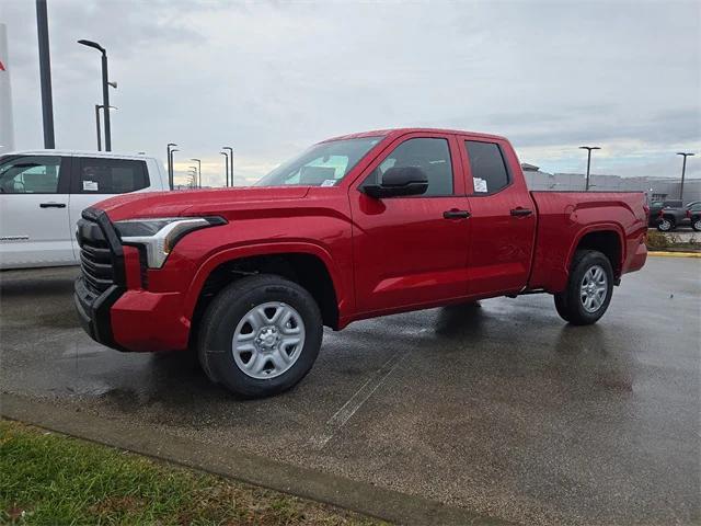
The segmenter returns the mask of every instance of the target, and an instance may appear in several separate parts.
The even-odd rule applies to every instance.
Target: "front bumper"
[[[78,229],[81,251],[85,249],[94,253],[90,242],[97,240],[102,243],[100,250],[106,253],[108,248],[111,254],[110,270],[104,262],[87,261],[81,254],[83,275],[76,281],[73,302],[80,323],[90,338],[117,351],[187,348],[191,323],[183,315],[182,295],[151,293],[140,287],[138,251],[122,247],[104,211],[89,208],[83,211],[83,219]],[[102,267],[102,277],[108,275],[111,282],[92,276],[96,267]],[[101,289],[96,289],[95,284],[101,285]]]
[[[87,286],[82,276],[76,279],[73,302],[83,330],[95,342],[118,351],[127,351],[118,345],[112,333],[110,309],[122,296],[122,289],[112,286],[103,294],[95,296]]]

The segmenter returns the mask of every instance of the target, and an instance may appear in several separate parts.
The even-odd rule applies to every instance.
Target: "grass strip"
[[[3,420],[0,524],[386,523]]]

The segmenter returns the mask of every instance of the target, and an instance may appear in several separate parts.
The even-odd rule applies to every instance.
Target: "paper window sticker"
[[[486,181],[480,178],[472,178],[472,183],[474,184],[474,191],[480,193],[489,192],[486,190]]]

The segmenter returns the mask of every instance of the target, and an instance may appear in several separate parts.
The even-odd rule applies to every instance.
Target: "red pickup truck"
[[[529,192],[503,137],[368,132],[255,186],[85,209],[74,299],[97,342],[196,348],[211,380],[262,397],[304,377],[324,325],[532,293],[594,323],[645,263],[646,229],[642,193]]]

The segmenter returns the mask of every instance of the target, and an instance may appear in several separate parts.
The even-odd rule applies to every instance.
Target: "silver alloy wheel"
[[[249,310],[233,331],[231,351],[237,366],[251,378],[275,378],[286,373],[304,346],[304,322],[281,301]]]
[[[601,265],[587,268],[579,285],[579,301],[587,312],[596,312],[601,308],[608,294],[608,277]]]

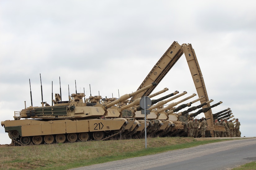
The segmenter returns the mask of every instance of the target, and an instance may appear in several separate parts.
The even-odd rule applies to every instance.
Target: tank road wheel
[[[31,139],[29,136],[21,136],[20,141],[22,145],[27,145],[31,142]]]
[[[58,143],[64,143],[67,139],[65,134],[58,134],[56,135],[56,141]]]
[[[74,142],[77,140],[77,135],[76,134],[69,134],[68,135],[68,140],[70,142]]]
[[[89,134],[87,132],[82,132],[79,134],[78,138],[79,140],[82,142],[85,142],[88,140],[90,137]]]
[[[34,136],[32,138],[32,142],[35,145],[40,145],[43,143],[43,138],[42,136]]]
[[[12,139],[16,139],[19,137],[20,134],[17,130],[11,130],[8,132],[9,137]]]
[[[95,140],[100,140],[104,138],[104,132],[102,131],[94,132],[92,134],[92,136]]]
[[[47,144],[51,144],[53,143],[54,141],[54,138],[52,134],[46,135],[44,138],[44,142]]]

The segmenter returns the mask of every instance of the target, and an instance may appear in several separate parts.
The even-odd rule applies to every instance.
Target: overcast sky
[[[75,80],[87,97],[133,92],[175,41],[195,49],[211,104],[223,102],[213,113],[230,108],[241,136],[256,136],[255,9],[246,0],[1,0],[0,120],[31,105],[29,79],[41,105],[40,74],[50,104],[60,77],[62,100]],[[184,54],[153,92],[166,87],[162,96],[196,93]],[[11,142],[1,127],[0,144]]]

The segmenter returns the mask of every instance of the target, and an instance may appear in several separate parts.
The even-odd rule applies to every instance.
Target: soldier
[[[223,126],[223,119],[220,119],[220,121],[219,122],[219,125],[221,126]],[[219,133],[220,137],[224,137],[224,136],[223,134],[223,132],[221,131]]]
[[[238,121],[238,119],[236,119],[236,126],[235,127],[236,130],[236,137],[241,137],[241,134],[240,134],[240,131],[239,131],[240,122]]]
[[[201,124],[200,124],[200,130],[201,130],[201,134],[202,136],[201,138],[205,137],[205,129],[206,128],[206,124],[207,122],[206,121],[204,120],[204,118],[202,117],[201,119]]]
[[[193,118],[189,119],[190,120],[188,121],[188,130],[189,131],[189,137],[193,137],[193,131],[194,131],[194,123],[193,123]]]
[[[219,125],[219,122],[218,121],[218,119],[215,119],[215,121],[214,122],[214,124],[216,125]],[[214,131],[214,137],[219,137],[219,132],[218,131]]]
[[[194,138],[197,138],[198,134],[198,128],[199,127],[199,122],[197,121],[197,119],[195,119],[195,121],[193,123],[194,130],[193,130],[193,136]]]
[[[232,121],[231,120],[229,121],[229,132],[230,134],[231,137],[234,137],[234,130],[235,130],[235,127],[234,126],[234,123],[232,123]]]
[[[226,134],[226,135],[227,137],[230,137],[230,135],[229,134],[229,129],[227,127],[227,119],[225,119],[224,121],[223,122],[223,125],[225,127],[225,129],[226,130],[226,132],[224,132],[224,134]]]

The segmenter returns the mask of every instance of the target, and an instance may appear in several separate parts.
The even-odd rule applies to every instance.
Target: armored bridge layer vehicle
[[[84,103],[84,93],[72,94],[67,101],[59,101],[57,94],[53,106],[42,102],[42,107],[31,106],[15,112],[14,120],[1,121],[1,125],[12,142],[20,145],[29,145],[31,142],[38,145],[85,141],[90,136],[94,140],[102,140],[130,129],[135,121],[119,117],[121,115],[118,107],[109,108],[155,84],[152,83],[106,104]],[[106,118],[110,112],[117,117]]]

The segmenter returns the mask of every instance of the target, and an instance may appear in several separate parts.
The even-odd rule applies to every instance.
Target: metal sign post
[[[147,148],[147,111],[146,109],[150,107],[151,104],[151,100],[150,100],[149,97],[147,96],[143,97],[140,101],[140,106],[142,109],[144,109],[144,114],[145,115],[144,121],[145,124],[145,148],[146,149]]]

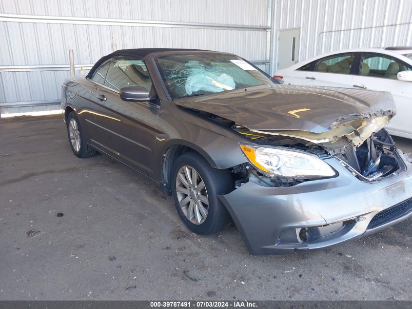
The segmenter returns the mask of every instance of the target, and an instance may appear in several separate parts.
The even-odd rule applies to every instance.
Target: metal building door
[[[300,28],[279,30],[278,38],[277,69],[280,70],[299,62]]]

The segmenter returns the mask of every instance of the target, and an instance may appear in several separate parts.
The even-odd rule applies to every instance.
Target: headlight
[[[285,147],[262,147],[239,144],[249,162],[269,177],[318,179],[336,173],[331,166],[315,155]]]

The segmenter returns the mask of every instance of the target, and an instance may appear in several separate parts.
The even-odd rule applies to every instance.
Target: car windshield
[[[412,54],[404,54],[403,55],[412,60]]]
[[[273,84],[255,67],[232,55],[172,55],[155,62],[172,99]]]

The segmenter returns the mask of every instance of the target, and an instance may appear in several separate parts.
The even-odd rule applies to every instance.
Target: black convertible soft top
[[[106,55],[100,58],[90,70],[87,77],[90,78],[95,70],[107,59],[109,59],[116,56],[135,56],[141,57],[145,57],[149,54],[161,52],[181,52],[181,51],[210,51],[203,49],[190,49],[184,48],[132,48],[130,49],[119,49],[111,54]]]

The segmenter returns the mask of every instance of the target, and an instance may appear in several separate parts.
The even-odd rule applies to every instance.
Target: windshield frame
####################
* TASK TO CARRY OUT:
Without including any picture, repeat the data exactly.

* RESULT:
The segmenter returns the mask of every instance of the target, and an instance may appear in several separate parts.
The even-odd rule applies to every instance.
Target: "front bumper"
[[[78,229],[81,251],[85,249],[94,253],[90,242],[97,240],[102,243],[100,250],[106,253],[108,248],[111,254],[110,270],[104,262],[87,261],[81,254],[83,275],[76,281],[73,302],[80,323],[90,338],[117,351],[187,348],[191,323],[183,315],[182,295],[151,293],[140,287],[138,251],[122,247],[104,211],[89,208],[83,211],[83,219]],[[102,267],[102,277],[108,275],[111,282],[92,276],[96,267]],[[101,289],[96,289],[95,284],[101,285]]]
[[[87,286],[82,276],[76,279],[73,302],[83,330],[95,342],[118,351],[127,351],[118,345],[112,333],[110,309],[122,296],[122,289],[112,286],[103,294],[95,296]]]

The segmenter returns the mask of every instance of the target, and an instance may appear in several separate parts.
The even-odd rule applies to every instance.
Target: "grass strip"
[[[3,420],[0,524],[386,523]]]

The segmenter returns the mask of every instance of the target, and an instance may appear in several separate parts.
The even-odd rule applies to every instance.
Target: "paper window sticker"
[[[486,181],[480,178],[472,178],[472,183],[474,184],[474,191],[480,193],[489,192],[486,190]]]

The segmenter returns the mask of every instance of the target, and an instance may appear in several separate parts.
The even-odd rule applies to every instance.
Target: "red pickup truck"
[[[529,192],[503,137],[368,132],[255,186],[85,209],[74,299],[97,342],[196,348],[211,380],[262,397],[304,377],[324,325],[532,293],[594,323],[645,263],[646,229],[642,193]]]

The segmenter returns the mask of every instance of the target, and an instance may appear in several separate parts.
The even-odd rule applies to every instance.
Target: "silver alloy wheel"
[[[249,310],[233,331],[231,351],[237,366],[251,378],[275,378],[286,373],[304,346],[304,322],[281,301]]]
[[[601,265],[587,268],[579,285],[579,301],[587,312],[596,312],[601,308],[608,294],[608,277]]]

The segmenter returns the mask of every instance of the target, and an instance may appear in several separate parts.
The even-odd rule applies to every instance.
Target: tank road wheel
[[[31,139],[29,136],[21,136],[20,141],[22,145],[27,145],[31,142]]]
[[[58,143],[64,143],[67,139],[65,134],[58,134],[56,135],[56,141]]]
[[[74,142],[77,140],[77,135],[76,134],[69,134],[68,135],[68,140],[70,142]]]
[[[89,134],[87,132],[82,132],[79,134],[78,138],[79,140],[82,142],[85,142],[88,140],[90,137]]]
[[[34,136],[32,138],[32,142],[35,145],[40,145],[43,143],[43,138],[42,136]]]
[[[12,139],[16,139],[19,137],[20,134],[17,130],[11,130],[8,132],[9,137]]]
[[[95,140],[100,140],[104,138],[104,132],[102,131],[94,132],[92,134],[92,136]]]
[[[47,144],[51,144],[53,143],[54,141],[54,138],[52,134],[46,135],[44,138],[44,142]]]

The segmenter returns the mask of every instance of the target, and an instance may appear in several separate parts.
The even-odd rule applies to every instance.
Target: overcast sky
[[[75,80],[87,97],[133,92],[175,41],[195,49],[211,104],[223,102],[213,113],[230,108],[241,136],[256,136],[255,9],[246,0],[1,0],[0,120],[31,105],[29,79],[41,105],[40,74],[50,104],[60,77],[62,100]],[[184,54],[153,92],[166,87],[162,96],[196,93]],[[11,142],[1,127],[0,144]]]

The segmenter returns the mask of every instance of the target, and an instance may appear in several separate parts.
The even-odd rule applies to every instance.
Target: soldier
[[[223,126],[223,119],[220,119],[220,121],[219,122],[219,125],[221,126]],[[219,133],[220,137],[224,137],[224,136],[223,134],[223,132],[221,131]]]
[[[238,121],[238,119],[236,119],[236,126],[235,127],[236,130],[236,137],[241,137],[241,134],[240,134],[240,131],[239,131],[240,122]]]
[[[201,124],[200,124],[200,130],[201,130],[201,134],[202,136],[201,138],[205,137],[205,129],[206,128],[206,124],[207,122],[206,121],[204,120],[204,118],[202,117],[201,119]]]
[[[193,118],[189,119],[190,120],[188,121],[188,130],[189,131],[189,137],[193,137],[193,131],[194,131],[194,123],[193,123]]]
[[[219,125],[219,122],[218,121],[218,119],[215,119],[215,121],[214,122],[214,124],[216,125]],[[214,131],[214,137],[219,137],[219,132],[218,131]]]
[[[194,138],[197,138],[198,134],[198,128],[199,127],[199,122],[197,121],[197,119],[195,119],[195,121],[193,123],[194,130],[193,130],[193,136]]]
[[[232,121],[231,120],[229,121],[229,132],[230,134],[231,137],[234,137],[234,130],[235,130],[235,127],[234,126],[234,123],[232,123]]]
[[[226,134],[226,135],[227,137],[230,137],[230,135],[229,134],[229,129],[227,127],[227,119],[225,119],[224,121],[223,122],[223,125],[225,127],[225,129],[226,130],[226,132],[224,132],[224,134]]]

The segmenter returns the mask of every instance of the target, and an instance may appear in several separate parts.
The even-odd rule applies to every instance.
Target: armored bridge layer vehicle
[[[84,103],[84,93],[72,94],[67,101],[59,101],[57,94],[53,106],[42,102],[42,107],[31,106],[15,112],[14,120],[1,121],[1,125],[12,142],[20,145],[29,145],[31,142],[38,145],[85,141],[90,136],[94,140],[102,140],[130,129],[135,121],[119,117],[121,115],[118,107],[109,108],[155,84],[152,83],[106,104]],[[106,118],[110,112],[117,117]]]

The segmenter returns the mask of every instance of the target, and an instance may appear in several separate parts.
The even-odd rule applies to every instance.
Target: metal sign post
[[[147,148],[147,111],[146,109],[150,107],[151,104],[151,100],[150,100],[149,97],[147,96],[143,97],[140,101],[140,106],[142,109],[144,109],[144,114],[145,115],[144,121],[145,124],[145,148],[146,149]]]

The segmenter returns the mask of every instance of the target, and an instance may appear in several separate parts.
The even-odd rule applies to every instance.
Target: metal building door
[[[300,28],[279,30],[278,38],[277,69],[280,70],[299,62]]]

The segmenter returns the mask of every instance of the target, and an instance may appear in several separate parts.
The even-odd rule applies to every instance.
Target: headlight
[[[285,147],[262,147],[239,144],[249,162],[269,177],[318,179],[336,173],[331,166],[315,155]]]

The segmenter returns the mask of every instance of the target, and an instance may appear in several separate parts.
The even-odd rule applies to every instance.
Target: car windshield
[[[412,54],[404,54],[403,55],[412,60]]]
[[[273,84],[255,67],[232,55],[172,55],[155,62],[172,99]]]

The segmenter returns the mask of every instance of the target, and an instance may appear in several separate parts.
The even-odd rule applies to every instance.
Target: black convertible soft top
[[[106,55],[100,58],[90,70],[87,77],[90,78],[95,70],[107,59],[109,59],[116,56],[135,56],[141,57],[145,57],[149,54],[161,52],[181,52],[181,51],[210,51],[203,49],[190,49],[184,48],[132,48],[130,49],[119,49],[111,54]]]

The segmenter returns the mask of every instance of the target, and an instance may appear in several separate parts.
The even-odd rule applies to every instance.
Target: windshield frame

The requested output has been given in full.